START DATA PROVIDED

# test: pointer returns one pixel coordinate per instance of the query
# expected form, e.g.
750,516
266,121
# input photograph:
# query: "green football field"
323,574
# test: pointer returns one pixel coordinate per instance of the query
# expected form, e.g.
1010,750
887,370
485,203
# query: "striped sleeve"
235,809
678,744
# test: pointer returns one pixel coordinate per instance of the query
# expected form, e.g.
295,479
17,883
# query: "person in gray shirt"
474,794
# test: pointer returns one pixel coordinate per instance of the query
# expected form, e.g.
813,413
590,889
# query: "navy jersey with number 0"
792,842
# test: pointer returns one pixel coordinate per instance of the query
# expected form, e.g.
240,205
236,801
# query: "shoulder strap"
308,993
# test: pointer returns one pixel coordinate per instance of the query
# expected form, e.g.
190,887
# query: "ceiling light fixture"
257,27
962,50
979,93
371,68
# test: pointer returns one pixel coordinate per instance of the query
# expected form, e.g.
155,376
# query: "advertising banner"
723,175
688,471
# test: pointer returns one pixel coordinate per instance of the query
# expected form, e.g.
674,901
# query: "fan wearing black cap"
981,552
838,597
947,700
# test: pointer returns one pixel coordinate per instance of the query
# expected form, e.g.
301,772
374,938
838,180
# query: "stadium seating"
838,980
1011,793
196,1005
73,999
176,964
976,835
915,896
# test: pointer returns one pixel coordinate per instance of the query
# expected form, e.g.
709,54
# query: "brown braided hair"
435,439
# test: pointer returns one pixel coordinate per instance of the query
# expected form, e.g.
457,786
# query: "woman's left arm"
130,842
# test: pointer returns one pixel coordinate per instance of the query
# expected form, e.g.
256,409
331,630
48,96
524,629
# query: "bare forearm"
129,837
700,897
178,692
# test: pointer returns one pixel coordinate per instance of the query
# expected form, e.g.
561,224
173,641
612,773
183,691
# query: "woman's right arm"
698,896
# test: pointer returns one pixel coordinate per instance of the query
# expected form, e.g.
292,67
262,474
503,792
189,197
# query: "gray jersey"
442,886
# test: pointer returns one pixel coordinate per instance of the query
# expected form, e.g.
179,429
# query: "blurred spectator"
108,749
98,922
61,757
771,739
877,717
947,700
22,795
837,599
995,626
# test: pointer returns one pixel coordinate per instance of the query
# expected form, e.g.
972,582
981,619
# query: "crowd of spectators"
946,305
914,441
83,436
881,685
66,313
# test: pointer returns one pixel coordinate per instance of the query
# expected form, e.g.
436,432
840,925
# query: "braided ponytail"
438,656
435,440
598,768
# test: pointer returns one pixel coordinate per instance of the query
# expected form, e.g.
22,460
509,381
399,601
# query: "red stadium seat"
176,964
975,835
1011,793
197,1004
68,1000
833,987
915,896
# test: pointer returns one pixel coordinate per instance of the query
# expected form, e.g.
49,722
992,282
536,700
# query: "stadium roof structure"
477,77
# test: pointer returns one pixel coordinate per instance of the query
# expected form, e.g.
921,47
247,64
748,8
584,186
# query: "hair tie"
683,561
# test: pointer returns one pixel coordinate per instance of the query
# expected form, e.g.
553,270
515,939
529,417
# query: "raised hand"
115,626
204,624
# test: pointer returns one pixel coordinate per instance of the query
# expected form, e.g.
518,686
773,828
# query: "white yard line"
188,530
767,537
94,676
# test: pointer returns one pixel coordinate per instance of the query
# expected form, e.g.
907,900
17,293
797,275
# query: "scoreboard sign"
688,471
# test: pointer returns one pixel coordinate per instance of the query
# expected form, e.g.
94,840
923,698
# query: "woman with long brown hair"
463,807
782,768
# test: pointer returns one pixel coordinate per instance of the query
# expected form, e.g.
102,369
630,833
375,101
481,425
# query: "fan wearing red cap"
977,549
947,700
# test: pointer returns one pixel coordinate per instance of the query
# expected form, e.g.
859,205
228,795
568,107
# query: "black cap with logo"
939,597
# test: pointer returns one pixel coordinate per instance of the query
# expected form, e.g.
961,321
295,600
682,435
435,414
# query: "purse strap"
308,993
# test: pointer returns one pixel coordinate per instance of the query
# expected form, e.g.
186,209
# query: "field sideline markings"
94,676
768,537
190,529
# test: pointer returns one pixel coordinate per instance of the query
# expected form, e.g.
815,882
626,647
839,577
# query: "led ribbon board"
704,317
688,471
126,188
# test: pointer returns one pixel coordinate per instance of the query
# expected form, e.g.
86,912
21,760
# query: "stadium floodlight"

END DATA PROVIDED

#### [TASK TO COMPLETE]
Your answer should be the records above, set down exactly.

#### [TASK OUTPUT]
# test: pointer returns one pixel coordinate per instance of the query
# expected form, e.g.
750,516
266,121
# input photograph:
# query: "green football field"
323,574
# test: pointer returns one pixel coordinate per instance of the query
# expected form, e.g.
1010,750
887,370
485,203
# query: "striped sleeve"
235,809
678,744
# test: pointer returns one pixel coordinate per instance of the query
# expected form, e.g.
295,479
17,883
# query: "person in gray shirt"
474,794
# test: pointer returns one pixel coordinate per instance of the query
# expected form, e.g.
813,413
590,889
# query: "navy jersey with number 0"
792,842
# test: pointer returns one pixel coordinate per instance of the query
# expected form, e.g.
240,205
236,801
# query: "shoulder strap"
308,993
# test: pointer returns one pixel coordinate per instance of the query
# expected form, e.g.
190,887
# query: "ceiling light fixture"
257,27
962,50
979,93
371,68
# test: pointer returns one pixel coordinate per instance of the query
# expected form, e.g.
155,376
# query: "advertising banner"
723,175
688,471
# test: pointer returns one pixel coordinate per instance of the query
# expected form, e.g.
674,901
# query: "fan wearing black cap"
981,552
838,597
947,700
# test: pointer returns one pixel coordinate per instance of the query
# expected form, e.g.
301,772
374,938
838,180
# query: "stadium seating"
838,980
1011,793
196,1005
73,999
176,964
976,835
915,896
# test: pointer returns one pixel coordinate per instance of the query
# expected form, e.g.
709,54
# query: "brown braided hair"
435,439
# test: pointer returns one pixel coordinate per instance of the query
# expected form, e.g.
457,786
# query: "woman's left arm"
130,842
# test: pointer returns one pixel coordinate per instance of the query
# expected form, e.g.
256,409
331,630
48,96
524,629
# query: "bare forearm"
129,837
700,897
178,692
# test: pointer returns one pixel coordinate per instance of the query
# expected form, e.g.
561,224
173,641
612,773
183,691
# query: "woman's right arm"
698,896
# test: pointer returns one pixel coordinate per instance of the query
# expected form, e.g.
292,67
262,474
503,792
189,197
# query: "gray jersey"
442,886
# test: pointer returns one pixel coordinate per instance of the query
# expected form, e.g.
179,429
# query: "blurred spectator"
108,749
98,922
61,757
771,739
877,717
947,700
22,795
837,599
995,626
# test: pointer returns one pixel coordinate per instance of the query
# expected form, e.g.
972,582
981,619
# query: "crowd of spectators"
946,305
914,441
83,436
881,685
66,313
# test: pointer returns one pixel coordinate per instance of the query
# expected form, e.g.
436,432
840,925
# query: "braided ponytail"
438,656
435,440
598,768
# test: pointer returns one pixel coordinate per instance of the query
# expected form, e.g.
22,460
509,381
399,601
# query: "red stadium seat"
176,964
975,835
1011,793
197,1004
68,1000
833,987
915,896
# test: pointer returns one pixel coordinate per instance of the query
# expected form, e.g.
49,722
992,282
536,700
# query: "stadium roof structure"
477,77
# test: pointer returns one pixel coordinate per instance of the query
# expected form, e.g.
921,47
247,64
748,8
584,186
# query: "hair tie"
683,561
# test: pointer returns one pixel coordinate per instance of the query
# expected form, e.g.
553,270
515,939
529,417
# query: "raised hand"
115,626
204,624
# test: pointer returns one pixel coordinate per instance of the query
# expected form, e.g.
518,686
773,828
# query: "white yard line"
188,530
767,537
94,676
# test: pointer returns one pixel coordinate per instance of the query
# expected form, e.g.
907,900
17,293
797,275
# query: "scoreboard sign"
688,471
# test: pointer returns one pixel coordinate per instance of the query
# expected form, e.g.
94,840
923,698
# query: "woman with long brown hair"
463,807
782,768
# test: pointer returns one pixel coordinate per instance of the query
# expected form, e.g.
102,369
630,833
375,101
481,425
# query: "fan wearing red cap"
977,549
947,700
# test: pointer returns one pixel coordinate per instance of the query
# expected form, e.g.
859,205
228,795
568,107
# query: "black cap with logo"
939,597
# test: pointer returns one pixel coordinate per instance of the query
# expected form, e.g.
961,321
295,600
682,435
435,414
# query: "purse strap"
308,993
# test: pointer returns one pixel coordinate per instance of the query
# expected form, e.g.
186,209
# query: "field sideline markings"
94,676
768,537
190,529
# test: pointer returns one pixel coordinate per instance of the query
# expected form, e.g.
815,882
626,647
839,577
# query: "led ribbon board"
704,317
688,471
126,188
# test: pointer returns one pixel coordinate per instance of the query
# expected form, e.g.
86,912
21,760
# query: "stadium floodlight"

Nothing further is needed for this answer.